PASSAGE
BEGIN

Any trip around the edge of England has to include a trip to the end of the country's longest pier. So, even thoiugh the pier railway, which would have fitted nicely into the itinerary being only the second I would encounter, was closed I couldn't resist going right to the end, even though it meant I would have to walk a total of 4.3 kilometres there and back.
It's a surprisingly utilitarian structure and completely different from the pleasure piers found around the coast. It's main purpose appears to be to give access to the lifeboat station on the end and as a calling point for occasional steamers, of which Paddle Steamer Waverley was due several days after my visit.
My pier visit meant that I didn't leave Southend until 10.33 on the most coastal of the various routes that link the resort with Shoeburyness. I returned by the most circuitous on the basis that it went nearest to the estuary of the River Roach, which also forms part of "the edge". Even so, I didn't - and couldn't - get right to the very edge in this part of the world. Bus service 14 includes two journeys a day out onto Foulness Island to serve the isolated communities of Churchead and Courtsend.
|The route is very tempting!|
|and there is a timetable. . . .|
BUT, a little note at the foot of the table suggests that casual passengers such as myself might not be welcome!
The whole area is Ministry of Defence land and used as a weapons testing range, but right in the middle of it all live approximately 150 local people, although as this Wikipedia entry shows, the community is slowly ebbing away.
Meanwhile, back in Southend I just had time to call back into my hotel to pick up the 'phone charger I'd left behind before catching the third bus of the day - another rural service that ran due north, past the small town of Rochford and out into the countryside.
I was due to remain on the bus at the terminus and then return to Rochford, where I had
a lunch break planned. However, on the way out we got stuck behind two young lads on a horse-drawn cart which our very patient driver followed for several miles on narrow roads. Eventually they pulled over and let us by, but on the way back to Rochford we found ourselves behind them once more, and again our driver excercised extreme patience, resulting in my break in Rochford being reduced to a measly 8 minutes!
|Held up by a horse and cart|
I had longer in Rayleigh, a pleasant enough but not particularly interersting town and as it was by now mid-afternoon the next bus on to Wickford picked up the obligatory load of schoolchildren, although I have to say they were very well-behaved.
|South Woodham Ferrers|
South Woodham Ferrers is a strange place, which gives the impression that it sprang out of nowhere in the 1980s. A large area of low-density housing, that buses loop around by very indirect routes, surrounds a huge ASDA supermarket and a modern pedestrianised town centre that gave me the impression of being a film set for some sort of science fiction film set in a dystopian future.
I wasn't sorry to get away on the bus to the village of Danbury, where the 36 to Chelmsford meets the 31 from that town to Maldon. I had a 14 minute connection here, but when the second bus arrived several minutes before I was expecting it I realised it must be the previous journey running about 20 minutes late. In the end, the bus I should have been on caught us up and we arrived in Maldon almost simultaneously.
Maldon was my destination for the night, but as I had been unable to secure any accommodation there I had one more bus to catch - on to Colchester, which would be my base for the next two days.

END

SUPPLIED ENTRIES
BEGIN

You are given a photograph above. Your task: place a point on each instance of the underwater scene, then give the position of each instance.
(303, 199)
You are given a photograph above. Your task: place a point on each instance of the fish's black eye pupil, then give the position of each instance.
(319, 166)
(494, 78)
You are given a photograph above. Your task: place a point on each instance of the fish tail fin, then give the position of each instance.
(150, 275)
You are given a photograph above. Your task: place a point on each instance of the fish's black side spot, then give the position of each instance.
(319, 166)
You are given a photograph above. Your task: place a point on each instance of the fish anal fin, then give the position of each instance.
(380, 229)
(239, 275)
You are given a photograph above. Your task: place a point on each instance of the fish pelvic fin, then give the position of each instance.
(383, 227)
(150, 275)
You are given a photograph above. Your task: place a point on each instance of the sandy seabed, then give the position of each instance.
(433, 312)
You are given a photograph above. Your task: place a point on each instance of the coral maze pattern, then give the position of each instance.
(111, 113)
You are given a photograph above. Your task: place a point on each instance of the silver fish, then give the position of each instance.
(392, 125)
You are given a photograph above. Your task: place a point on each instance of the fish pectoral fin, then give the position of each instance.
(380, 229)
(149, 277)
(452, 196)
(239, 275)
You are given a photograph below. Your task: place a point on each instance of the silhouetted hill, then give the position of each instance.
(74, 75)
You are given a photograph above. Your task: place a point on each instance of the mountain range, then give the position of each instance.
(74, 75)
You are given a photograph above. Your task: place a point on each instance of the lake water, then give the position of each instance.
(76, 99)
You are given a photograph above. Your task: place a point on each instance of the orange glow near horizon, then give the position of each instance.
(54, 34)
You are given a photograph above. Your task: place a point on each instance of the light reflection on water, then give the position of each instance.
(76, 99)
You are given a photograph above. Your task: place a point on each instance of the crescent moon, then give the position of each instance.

END

DIRECTIONS FOR THIS TASK
Translate this sentence from the bus-journey account into Spanish: "Maldon was my destination for the night, but as I had been unable to secure any accommodation there I had one more bus to catch - on to Colchester, which would be my base for the next two days."

COMPLETED EXERCISE
Maldon era mi destino para esa noche, pero como no había podido conseguir alojamiento allí, tenía que tomar un autobús más, hasta Colchester, que sería mi base durante los dos días siguientes.